Material for this task: Begin

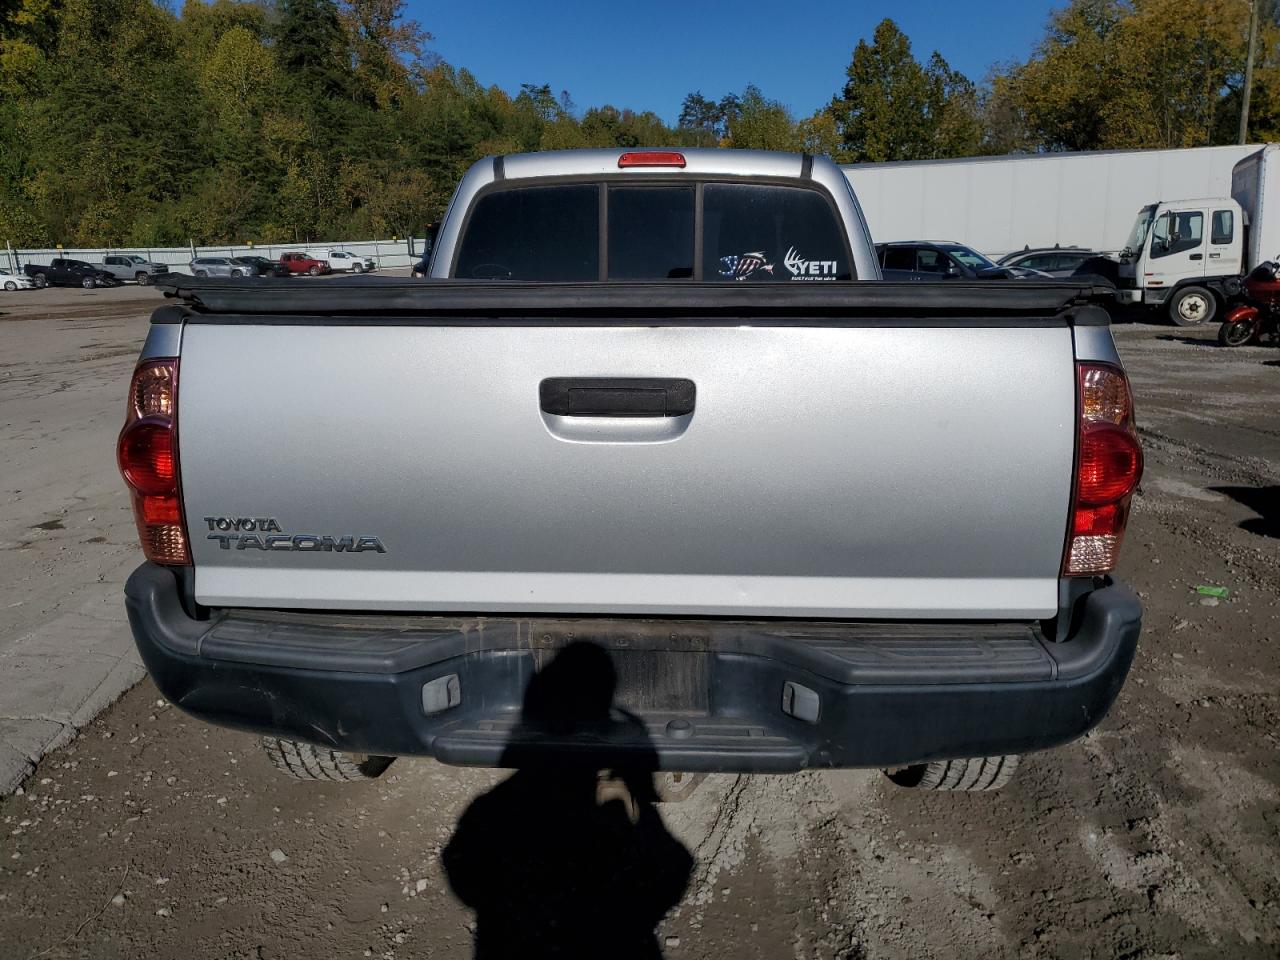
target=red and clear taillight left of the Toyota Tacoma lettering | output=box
[115,358,191,566]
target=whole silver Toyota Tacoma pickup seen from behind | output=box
[118,150,1142,790]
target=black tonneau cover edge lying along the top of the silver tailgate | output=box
[152,274,1114,326]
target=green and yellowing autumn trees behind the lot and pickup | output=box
[0,0,1280,247]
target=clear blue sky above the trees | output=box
[408,0,1065,122]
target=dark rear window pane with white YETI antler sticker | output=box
[703,183,852,283]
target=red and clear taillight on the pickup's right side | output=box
[1062,364,1142,576]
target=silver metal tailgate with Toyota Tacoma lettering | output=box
[178,327,1080,620]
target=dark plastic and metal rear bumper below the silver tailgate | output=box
[125,564,1142,772]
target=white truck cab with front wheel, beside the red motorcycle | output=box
[1117,197,1244,326]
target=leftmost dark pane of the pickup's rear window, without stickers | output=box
[454,183,600,282]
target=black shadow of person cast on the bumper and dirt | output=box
[443,643,694,960]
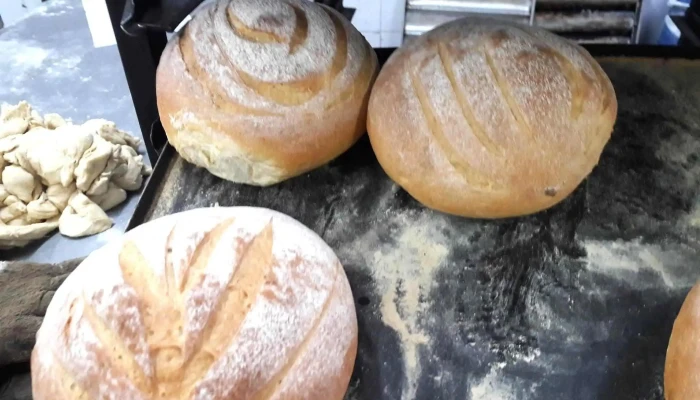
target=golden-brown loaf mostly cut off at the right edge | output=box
[664,283,700,400]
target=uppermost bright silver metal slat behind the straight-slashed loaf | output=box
[406,0,531,16]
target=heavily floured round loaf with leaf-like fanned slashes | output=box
[31,207,357,400]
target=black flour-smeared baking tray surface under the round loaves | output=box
[134,58,700,400]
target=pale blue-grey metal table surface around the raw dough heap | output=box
[0,0,148,263]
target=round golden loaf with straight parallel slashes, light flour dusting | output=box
[368,18,617,218]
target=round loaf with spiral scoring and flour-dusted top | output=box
[156,0,377,186]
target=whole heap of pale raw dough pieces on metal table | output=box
[0,101,151,249]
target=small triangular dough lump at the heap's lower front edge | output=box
[58,192,112,237]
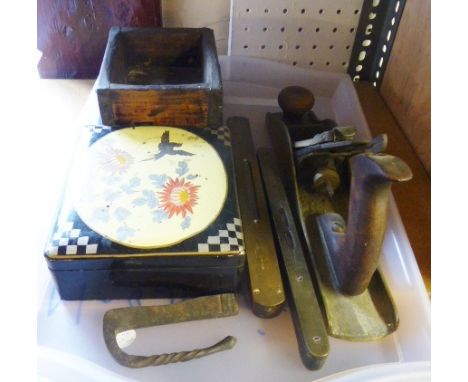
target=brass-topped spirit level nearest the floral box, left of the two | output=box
[227,117,285,318]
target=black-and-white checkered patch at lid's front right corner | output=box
[198,218,244,253]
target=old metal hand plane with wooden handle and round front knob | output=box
[266,86,412,341]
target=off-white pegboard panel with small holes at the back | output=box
[229,0,364,73]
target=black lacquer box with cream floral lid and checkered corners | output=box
[45,126,245,300]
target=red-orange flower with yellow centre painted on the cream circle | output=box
[159,178,200,218]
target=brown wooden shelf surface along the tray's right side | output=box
[355,82,431,293]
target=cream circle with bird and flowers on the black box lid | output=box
[73,126,228,248]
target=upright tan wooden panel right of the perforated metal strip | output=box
[380,0,431,173]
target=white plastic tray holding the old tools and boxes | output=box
[38,57,431,382]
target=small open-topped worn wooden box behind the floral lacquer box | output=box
[97,27,223,127]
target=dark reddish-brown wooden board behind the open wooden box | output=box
[37,0,161,78]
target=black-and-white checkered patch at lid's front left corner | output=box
[46,221,98,256]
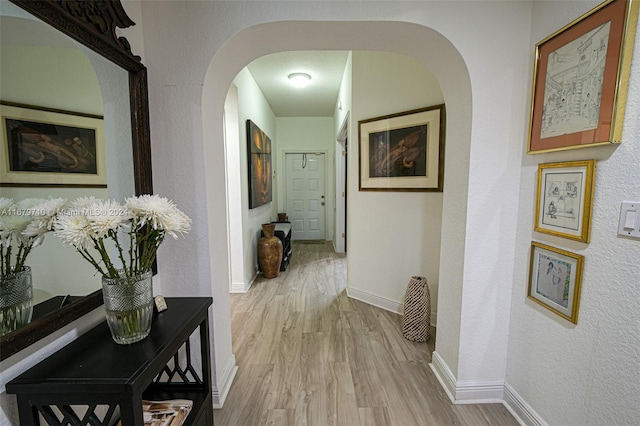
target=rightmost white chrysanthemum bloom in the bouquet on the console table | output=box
[126,195,191,238]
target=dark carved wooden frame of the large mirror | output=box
[0,0,153,360]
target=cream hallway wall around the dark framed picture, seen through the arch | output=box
[347,51,446,322]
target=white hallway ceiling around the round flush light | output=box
[247,50,349,117]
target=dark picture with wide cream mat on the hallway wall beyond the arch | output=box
[358,105,445,192]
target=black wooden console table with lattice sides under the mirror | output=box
[6,297,213,426]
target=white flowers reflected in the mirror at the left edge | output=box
[0,198,67,276]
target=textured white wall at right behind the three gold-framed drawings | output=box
[506,1,640,426]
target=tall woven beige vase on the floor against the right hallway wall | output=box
[402,277,431,342]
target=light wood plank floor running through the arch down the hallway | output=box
[214,243,517,426]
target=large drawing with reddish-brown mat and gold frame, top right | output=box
[527,0,638,154]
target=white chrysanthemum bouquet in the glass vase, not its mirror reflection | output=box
[53,195,191,278]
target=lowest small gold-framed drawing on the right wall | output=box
[527,241,584,324]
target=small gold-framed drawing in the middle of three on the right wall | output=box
[534,160,596,243]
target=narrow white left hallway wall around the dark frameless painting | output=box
[234,69,278,286]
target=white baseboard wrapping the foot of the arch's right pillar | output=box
[429,352,504,404]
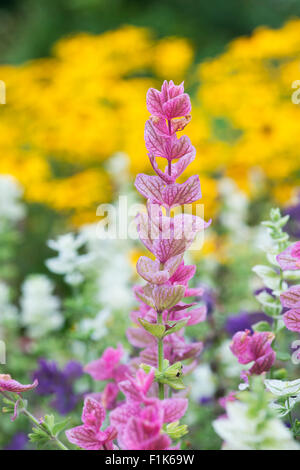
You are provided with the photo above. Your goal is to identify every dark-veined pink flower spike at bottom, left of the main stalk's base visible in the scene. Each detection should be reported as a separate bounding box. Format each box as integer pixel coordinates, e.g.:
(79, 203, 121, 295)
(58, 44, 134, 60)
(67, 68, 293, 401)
(66, 397, 117, 450)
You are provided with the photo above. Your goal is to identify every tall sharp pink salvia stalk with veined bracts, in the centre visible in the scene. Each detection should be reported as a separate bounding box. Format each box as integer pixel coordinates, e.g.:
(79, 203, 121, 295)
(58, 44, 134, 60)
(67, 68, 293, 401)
(135, 81, 208, 399)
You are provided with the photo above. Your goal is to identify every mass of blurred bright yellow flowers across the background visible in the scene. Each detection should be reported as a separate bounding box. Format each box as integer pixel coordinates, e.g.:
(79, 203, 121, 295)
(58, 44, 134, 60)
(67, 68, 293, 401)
(0, 20, 300, 224)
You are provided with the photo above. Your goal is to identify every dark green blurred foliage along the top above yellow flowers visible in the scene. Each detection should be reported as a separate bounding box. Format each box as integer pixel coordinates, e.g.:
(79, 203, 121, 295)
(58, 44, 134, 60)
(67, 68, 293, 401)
(0, 0, 300, 63)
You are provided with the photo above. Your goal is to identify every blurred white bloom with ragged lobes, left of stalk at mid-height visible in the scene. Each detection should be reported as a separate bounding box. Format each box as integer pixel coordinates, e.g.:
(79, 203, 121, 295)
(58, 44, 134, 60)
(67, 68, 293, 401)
(46, 233, 93, 286)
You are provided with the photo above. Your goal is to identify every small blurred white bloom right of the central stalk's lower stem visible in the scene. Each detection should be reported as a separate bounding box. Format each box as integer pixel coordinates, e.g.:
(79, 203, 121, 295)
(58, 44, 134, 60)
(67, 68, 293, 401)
(190, 364, 216, 401)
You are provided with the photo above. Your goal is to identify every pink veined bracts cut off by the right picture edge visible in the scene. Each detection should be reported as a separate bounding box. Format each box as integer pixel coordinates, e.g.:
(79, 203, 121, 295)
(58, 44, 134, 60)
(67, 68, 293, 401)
(277, 242, 300, 333)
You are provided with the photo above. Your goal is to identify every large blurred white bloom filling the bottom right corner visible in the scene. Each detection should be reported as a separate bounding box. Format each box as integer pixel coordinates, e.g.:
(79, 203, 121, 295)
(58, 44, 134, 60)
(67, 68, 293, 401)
(213, 401, 300, 450)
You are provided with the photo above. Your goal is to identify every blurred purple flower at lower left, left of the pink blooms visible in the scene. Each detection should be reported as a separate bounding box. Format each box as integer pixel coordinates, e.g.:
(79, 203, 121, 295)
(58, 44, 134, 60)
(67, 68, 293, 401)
(33, 359, 83, 415)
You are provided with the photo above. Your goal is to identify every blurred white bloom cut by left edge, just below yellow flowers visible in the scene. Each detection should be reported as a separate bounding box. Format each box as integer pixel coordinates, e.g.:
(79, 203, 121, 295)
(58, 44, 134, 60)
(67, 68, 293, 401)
(0, 175, 25, 223)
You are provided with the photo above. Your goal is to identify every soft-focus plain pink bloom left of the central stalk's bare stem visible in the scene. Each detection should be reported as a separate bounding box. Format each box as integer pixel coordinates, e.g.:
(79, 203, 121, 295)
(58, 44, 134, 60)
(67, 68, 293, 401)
(84, 344, 124, 380)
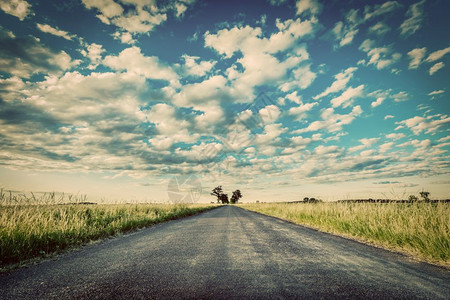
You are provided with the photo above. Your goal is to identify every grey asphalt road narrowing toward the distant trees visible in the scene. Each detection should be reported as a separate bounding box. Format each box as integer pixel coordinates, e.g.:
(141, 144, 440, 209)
(0, 206, 450, 299)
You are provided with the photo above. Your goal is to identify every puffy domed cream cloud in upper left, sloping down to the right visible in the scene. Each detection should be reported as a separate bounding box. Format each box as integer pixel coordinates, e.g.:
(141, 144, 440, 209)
(103, 46, 178, 83)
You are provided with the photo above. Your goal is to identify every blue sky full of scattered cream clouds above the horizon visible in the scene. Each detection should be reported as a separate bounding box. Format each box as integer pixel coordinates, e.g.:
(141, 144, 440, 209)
(0, 0, 450, 202)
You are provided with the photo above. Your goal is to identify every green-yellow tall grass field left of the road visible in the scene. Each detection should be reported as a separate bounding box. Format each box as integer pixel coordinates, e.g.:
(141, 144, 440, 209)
(0, 204, 214, 268)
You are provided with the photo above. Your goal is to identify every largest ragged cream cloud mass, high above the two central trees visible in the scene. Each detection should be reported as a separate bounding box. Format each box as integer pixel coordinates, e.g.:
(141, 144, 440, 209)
(204, 18, 317, 99)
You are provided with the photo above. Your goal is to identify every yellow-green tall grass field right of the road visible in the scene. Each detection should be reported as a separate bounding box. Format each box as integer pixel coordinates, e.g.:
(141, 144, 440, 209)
(243, 202, 450, 267)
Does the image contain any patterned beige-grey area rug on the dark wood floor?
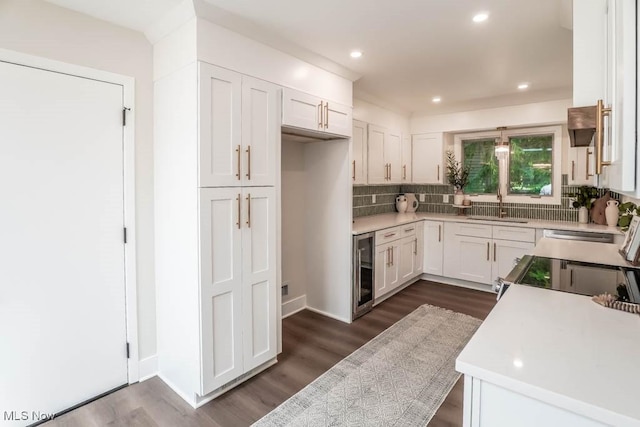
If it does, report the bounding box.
[253,305,481,427]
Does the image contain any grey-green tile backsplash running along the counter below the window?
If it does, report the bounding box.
[353,175,620,222]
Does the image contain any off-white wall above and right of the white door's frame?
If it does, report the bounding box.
[0,0,156,359]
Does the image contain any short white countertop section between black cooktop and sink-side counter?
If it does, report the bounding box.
[531,237,640,268]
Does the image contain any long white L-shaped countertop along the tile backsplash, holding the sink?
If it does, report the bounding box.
[351,212,621,234]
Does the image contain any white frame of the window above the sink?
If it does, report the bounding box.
[453,125,562,205]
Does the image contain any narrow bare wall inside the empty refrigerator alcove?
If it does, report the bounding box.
[281,140,308,302]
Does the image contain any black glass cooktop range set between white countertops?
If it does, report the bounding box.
[494,255,640,303]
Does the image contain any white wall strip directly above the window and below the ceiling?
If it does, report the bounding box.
[410,99,572,134]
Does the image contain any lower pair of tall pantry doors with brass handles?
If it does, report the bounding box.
[200,173,277,395]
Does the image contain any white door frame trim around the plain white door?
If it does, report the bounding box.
[0,49,140,384]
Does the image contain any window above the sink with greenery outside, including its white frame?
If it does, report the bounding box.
[454,126,561,204]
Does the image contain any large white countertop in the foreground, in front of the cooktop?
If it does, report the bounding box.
[456,285,640,426]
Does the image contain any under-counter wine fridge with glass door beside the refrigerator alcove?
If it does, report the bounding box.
[351,233,375,320]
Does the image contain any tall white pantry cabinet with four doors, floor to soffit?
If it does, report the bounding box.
[155,62,280,406]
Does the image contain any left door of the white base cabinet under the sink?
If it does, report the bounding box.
[453,236,492,284]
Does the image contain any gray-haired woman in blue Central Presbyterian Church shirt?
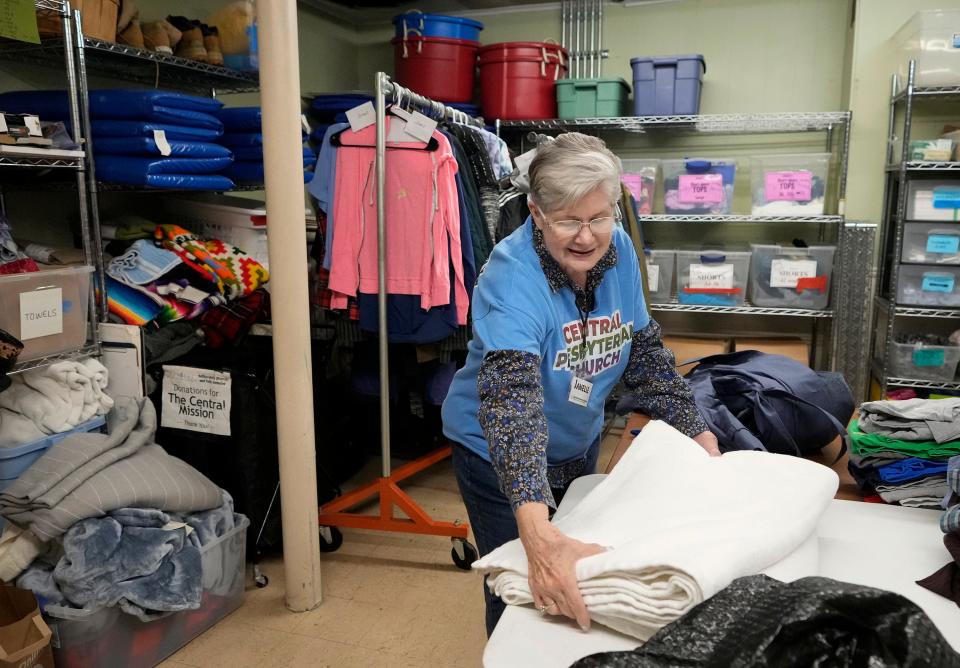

Material for this task: End

• Task objective: Find the lines above holding the word "bottom" and show them.

• Task solution:
You are provided with the photo above. Your goal is to identify every dark-veined pink flower spike at bottom, left of the main stalk's base visible in the scene. Each detection should be reported as a separate bounding box. Format each box as integer pixel coordinates, e.g.:
You are provided with the photo above. Your goal is to identify every large blurred white bloom filling the bottom right corner visible in the scene. Each detection should be reported as a separate bounding box. Format each box as integer pixel coordinates, e.g.:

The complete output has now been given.